# EXERCISE GOAL
Restate every record exactly as it is written, while omitting the pictures it holds.

===

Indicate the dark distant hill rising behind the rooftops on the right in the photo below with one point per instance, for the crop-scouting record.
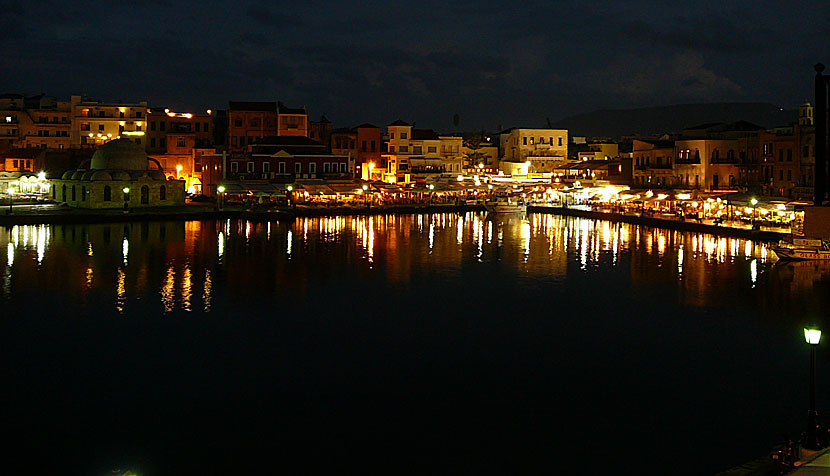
(658, 120)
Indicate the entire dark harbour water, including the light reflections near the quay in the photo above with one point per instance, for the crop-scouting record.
(421, 343)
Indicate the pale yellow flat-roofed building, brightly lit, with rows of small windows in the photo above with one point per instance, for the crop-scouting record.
(543, 148)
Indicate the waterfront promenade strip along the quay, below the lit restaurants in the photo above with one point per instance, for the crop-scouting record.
(54, 214)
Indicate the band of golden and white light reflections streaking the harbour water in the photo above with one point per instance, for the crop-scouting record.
(247, 260)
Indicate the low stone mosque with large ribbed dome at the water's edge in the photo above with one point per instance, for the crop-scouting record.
(119, 175)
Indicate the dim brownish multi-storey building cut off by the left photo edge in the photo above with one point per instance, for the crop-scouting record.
(34, 122)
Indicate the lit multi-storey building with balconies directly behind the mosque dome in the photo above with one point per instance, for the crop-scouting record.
(95, 122)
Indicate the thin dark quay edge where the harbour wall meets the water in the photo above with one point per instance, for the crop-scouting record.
(191, 212)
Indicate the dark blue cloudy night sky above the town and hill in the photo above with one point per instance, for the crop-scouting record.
(493, 63)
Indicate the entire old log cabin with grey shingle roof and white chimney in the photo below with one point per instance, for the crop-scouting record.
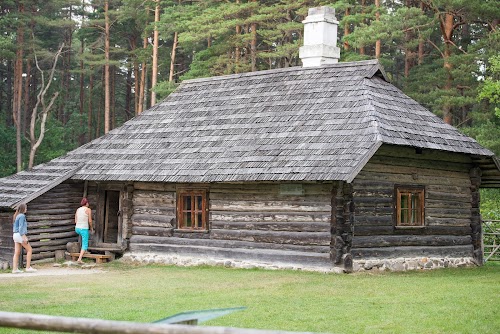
(324, 166)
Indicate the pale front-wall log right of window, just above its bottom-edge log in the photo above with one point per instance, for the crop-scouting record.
(269, 216)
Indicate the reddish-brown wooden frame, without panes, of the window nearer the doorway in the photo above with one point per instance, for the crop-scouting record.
(194, 211)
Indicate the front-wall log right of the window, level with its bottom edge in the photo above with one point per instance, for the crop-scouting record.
(273, 226)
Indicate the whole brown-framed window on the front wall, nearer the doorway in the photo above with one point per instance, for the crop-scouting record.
(192, 210)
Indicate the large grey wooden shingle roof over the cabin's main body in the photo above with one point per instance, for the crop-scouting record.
(294, 124)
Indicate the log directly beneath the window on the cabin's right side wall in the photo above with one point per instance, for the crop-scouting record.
(428, 230)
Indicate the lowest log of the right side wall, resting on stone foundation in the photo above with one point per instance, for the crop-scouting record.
(412, 251)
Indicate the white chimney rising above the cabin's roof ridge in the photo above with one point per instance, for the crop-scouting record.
(320, 38)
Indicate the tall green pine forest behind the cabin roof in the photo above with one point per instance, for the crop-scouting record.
(72, 70)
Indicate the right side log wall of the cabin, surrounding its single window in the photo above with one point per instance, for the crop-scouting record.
(448, 205)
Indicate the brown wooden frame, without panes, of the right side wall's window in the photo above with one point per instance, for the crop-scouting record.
(400, 190)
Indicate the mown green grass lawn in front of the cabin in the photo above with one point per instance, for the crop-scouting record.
(465, 300)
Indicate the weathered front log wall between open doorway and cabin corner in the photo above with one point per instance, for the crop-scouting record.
(256, 216)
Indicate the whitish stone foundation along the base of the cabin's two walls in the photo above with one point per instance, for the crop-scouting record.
(398, 264)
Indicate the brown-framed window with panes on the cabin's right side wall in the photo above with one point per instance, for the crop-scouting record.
(409, 206)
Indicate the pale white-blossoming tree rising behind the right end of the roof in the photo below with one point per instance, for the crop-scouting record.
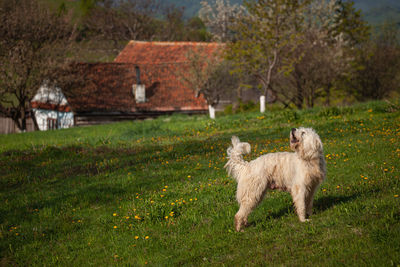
(220, 18)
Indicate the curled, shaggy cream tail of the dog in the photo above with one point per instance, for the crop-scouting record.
(236, 164)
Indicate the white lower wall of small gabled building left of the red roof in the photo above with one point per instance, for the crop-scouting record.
(64, 119)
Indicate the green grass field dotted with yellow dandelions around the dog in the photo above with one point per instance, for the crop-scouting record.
(155, 192)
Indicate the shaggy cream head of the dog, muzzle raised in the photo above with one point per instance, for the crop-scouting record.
(306, 142)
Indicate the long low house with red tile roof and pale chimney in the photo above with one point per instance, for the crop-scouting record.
(143, 81)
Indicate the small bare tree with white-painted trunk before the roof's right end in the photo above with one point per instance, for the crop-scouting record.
(208, 75)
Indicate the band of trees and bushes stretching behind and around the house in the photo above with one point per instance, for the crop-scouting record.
(297, 53)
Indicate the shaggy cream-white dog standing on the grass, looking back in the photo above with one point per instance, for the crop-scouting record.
(299, 173)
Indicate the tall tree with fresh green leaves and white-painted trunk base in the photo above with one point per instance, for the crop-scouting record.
(265, 42)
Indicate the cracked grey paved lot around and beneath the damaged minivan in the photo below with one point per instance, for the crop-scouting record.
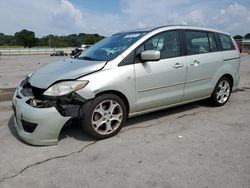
(213, 150)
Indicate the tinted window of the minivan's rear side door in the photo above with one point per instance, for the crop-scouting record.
(197, 42)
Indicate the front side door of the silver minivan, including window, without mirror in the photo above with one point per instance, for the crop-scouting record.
(160, 83)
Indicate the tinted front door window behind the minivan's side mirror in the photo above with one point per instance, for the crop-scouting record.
(167, 43)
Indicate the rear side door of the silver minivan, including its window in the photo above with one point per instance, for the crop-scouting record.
(203, 59)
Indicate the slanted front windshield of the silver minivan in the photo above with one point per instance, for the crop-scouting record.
(109, 48)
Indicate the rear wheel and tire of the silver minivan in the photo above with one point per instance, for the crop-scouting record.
(222, 92)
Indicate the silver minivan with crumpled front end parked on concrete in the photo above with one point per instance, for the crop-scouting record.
(127, 74)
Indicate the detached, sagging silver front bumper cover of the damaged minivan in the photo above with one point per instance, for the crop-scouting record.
(49, 121)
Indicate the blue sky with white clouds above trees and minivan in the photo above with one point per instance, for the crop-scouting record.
(62, 17)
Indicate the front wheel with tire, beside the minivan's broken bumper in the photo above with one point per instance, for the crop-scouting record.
(104, 116)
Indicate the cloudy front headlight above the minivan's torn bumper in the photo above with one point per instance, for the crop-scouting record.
(63, 88)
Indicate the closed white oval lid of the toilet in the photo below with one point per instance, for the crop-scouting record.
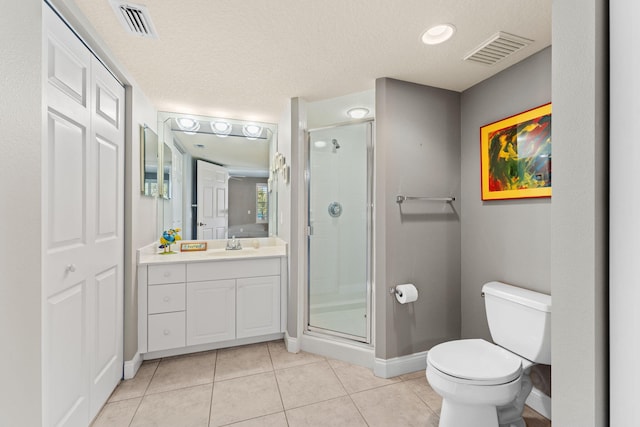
(475, 360)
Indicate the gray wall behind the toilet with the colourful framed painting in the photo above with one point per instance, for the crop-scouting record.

===

# EXERCISE OUTPUT
Indicate the dark distant hill rising behind the rooftops on the right in the photo below with one point per instance, for the crop-scouting record.
(658, 120)
Indicate the entire dark harbour water, including the light reflections near the quay in the photo above with one point per instance, for the crop-scouting record.
(421, 343)
Indicate the pale yellow flat-roofed building, brightly lit, with rows of small windows in the photo above with one point per instance, for the crop-scouting record.
(543, 148)
Indicate the waterfront promenade strip along the quay, below the lit restaurants in the photo above with one point per instance, for the crop-scouting record.
(54, 214)
Indicate the band of golden and white light reflections streaking the harbour water in the photo above with one point per instance, for the crop-scouting record.
(247, 260)
Indicate the low stone mosque with large ribbed dome at the water's edge in the photo above with one point per instance, for the crop-scouting record.
(119, 175)
Indicate the dim brownish multi-storey building cut off by the left photo edge in the photo above with one point per instance, for the crop-scouting record.
(34, 122)
Indicate the lit multi-storey building with balconies directly behind the mosque dome in the photo above with one point per instance, for the crop-scouting record.
(95, 122)
Indicate the thin dark quay edge where the harbour wall meets the water in the photo above with one point per instance, for the crop-scouting record.
(191, 212)
Indicate the dark blue cloudy night sky above the town and hill in the photo above with one point per instance, for the crop-scouting record.
(493, 63)
Indicate the entire old log cabin with grey shingle roof and white chimney in the photo below with one point per instance, for the crop-scouting record.
(324, 166)
Indicate the pale front-wall log right of window, just above its bottom-edge log in the photo above with one point per instance, for the crop-scouting record.
(269, 216)
Indicate the reddish-brown wooden frame, without panes, of the window nearer the doorway in the photo above with one point per instance, for the crop-scouting record.
(194, 211)
Indicate the front-wall log right of the window, level with its bottom edge in the photo above with one point per instance, for the crop-scouting record.
(273, 226)
Indicate the whole brown-framed window on the front wall, nearer the doorway in the photo above with one point per instance, for the crop-scouting record.
(192, 210)
Indicate the large grey wooden shingle roof over the cabin's main body in the photo above with one point per instance, for the crop-scouting record.
(294, 124)
Indicate the log directly beneath the window on the cabin's right side wall in the photo above with one point per instance, for the crop-scouting record.
(428, 230)
Indicate the lowest log of the right side wall, resting on stone foundation in the photo above with one point per instance, for the crop-scouting record.
(412, 251)
Indicate the white chimney rising above the cabin's roof ridge in the photo above with one point per instance, for the crop-scouting record.
(320, 38)
Indicate the tall green pine forest behind the cabin roof in the photo above with one point per instance, for the crop-scouting record.
(72, 70)
Indicate the right side log wall of the cabin, surrounding its single window in the photo above with one point per instance, for the crop-scouting record.
(448, 205)
Indicate the brown wooden frame, without panes, of the right side wall's window in the photo above with one point per instance, for the crop-scouting record.
(400, 190)
Indicate the mown green grass lawn in front of the cabin in the photo above with one point per instance, for the crop-scouting record.
(465, 300)
Indicate the weathered front log wall between open doorway and cabin corner in the photo above with one point per instance, for the crop-scouting record.
(256, 216)
Indicate the whitish stone foundation along the base of the cabin's two walls in the photo above with one point per instance, for the crop-scouting record.
(398, 264)
Indicate the brown-framed window with panes on the cabin's right side wall in the photo above with one point per instance, for the crop-scouting record.
(409, 206)
Indicate the pale white-blossoming tree rising behind the right end of the roof in the photo below with one point per instance, for the crop-scouting record.
(220, 18)
Indicate the curled, shaggy cream tail of the dog in the photo above with one point per instance, for the crop-scouting record.
(236, 164)
Indicate the white lower wall of small gabled building left of the red roof in the photo above with one point per instance, for the crop-scouting record.
(64, 119)
Indicate the green grass field dotted with yellow dandelions around the dog in the photo above with one point per instance, for the crop-scouting record.
(155, 192)
Indicate the shaggy cream head of the dog, muzzle raised in the photo above with one point per instance, for the crop-scouting record.
(306, 142)
Indicate the long low house with red tile roof and pale chimney in the photo above with one point per instance, for the crop-scouting record.
(143, 81)
Indicate the small bare tree with white-painted trunk before the roof's right end in the photo above with one point per instance, for the crop-scouting record.
(208, 75)
Indicate the band of trees and bushes stretching behind and around the house in the photo above with one point per instance, for the crop-scouting record.
(297, 53)
Indicate the shaggy cream-white dog standing on the grass, looking back in the photo above with one point per instance, for the crop-scouting record.
(299, 173)
Indicate the tall tree with fresh green leaves and white-painted trunk base in the photo above with one point per instance, for the crop-scouting record.
(265, 42)
Indicate the cracked grey paved lot around and beneath the damaged minivan in the photo below with one point per instance, for the crop-scouting record.
(213, 150)
Indicate the tinted window of the minivan's rear side door in the photo above with one point per instance, for the crop-scouting record.
(197, 42)
Indicate the front side door of the silver minivan, including window, without mirror in the photo above with one point per instance, for the crop-scouting record.
(160, 83)
Indicate the tinted front door window behind the minivan's side mirror in the photo above with one point per instance, for the crop-scouting record.
(167, 43)
Indicate the rear side door of the silver minivan, including its window in the photo above with one point per instance, for the crop-scouting record.
(203, 59)
Indicate the slanted front windshield of the silver minivan in the photo above with one point per instance, for the crop-scouting record.
(109, 48)
Indicate the rear wheel and tire of the silver minivan in the photo above with one point per instance, for the crop-scouting record.
(222, 92)
Indicate the silver minivan with crumpled front end parked on concrete in the photo above with one point per instance, for the crop-scouting record.
(127, 74)
Indicate the detached, sagging silver front bumper cover of the damaged minivan in the photo above with one point per instance, for the crop-scouting record.
(49, 121)
Indicate the blue sky with white clouds above trees and minivan in the photo above with one point per instance, for the crop-scouting record.
(62, 17)
Indicate the front wheel with tire, beside the minivan's broken bumper in the photo above with one point per instance, for the crop-scouting record.
(104, 116)
Indicate the cloudy front headlight above the minivan's torn bumper in the photo above with one point per instance, for the crop-scouting record.
(63, 88)
Indicate the closed white oval lid of the toilet in the photo below with one point per instance, for the crop-scouting record.
(475, 360)
Indicate the gray wall behind the toilet with the colourful framed painting in the photo above with one point per instance, for the crop-scouting record.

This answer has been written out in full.